Listing ->
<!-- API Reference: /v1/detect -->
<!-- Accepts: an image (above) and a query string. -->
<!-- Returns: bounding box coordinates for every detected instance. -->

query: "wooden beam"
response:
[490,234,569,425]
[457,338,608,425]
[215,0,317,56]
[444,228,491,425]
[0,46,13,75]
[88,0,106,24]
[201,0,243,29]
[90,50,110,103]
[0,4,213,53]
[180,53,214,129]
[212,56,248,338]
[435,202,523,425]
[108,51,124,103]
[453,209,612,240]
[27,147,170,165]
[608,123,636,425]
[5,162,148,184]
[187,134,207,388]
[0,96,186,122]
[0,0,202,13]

Exercise directions ->
Copy the listing above line for line, leaving every character unchanged.

Task result ->
<!-- API Reference: /v1/detect -->
<!-- Accepts: an image (above) and a query string. -->
<!-- Returns: bounding box coordinates for every detected instance. -->

query: "wooden beam"
response:
[490,234,569,425]
[457,338,608,425]
[215,0,317,56]
[444,228,491,425]
[0,46,13,75]
[88,0,106,24]
[201,0,243,29]
[90,50,110,103]
[0,4,213,53]
[180,53,214,129]
[212,56,248,338]
[435,202,523,425]
[108,51,124,103]
[453,209,612,240]
[27,147,170,165]
[608,123,636,425]
[5,162,148,184]
[187,134,207,388]
[0,96,186,122]
[0,0,202,13]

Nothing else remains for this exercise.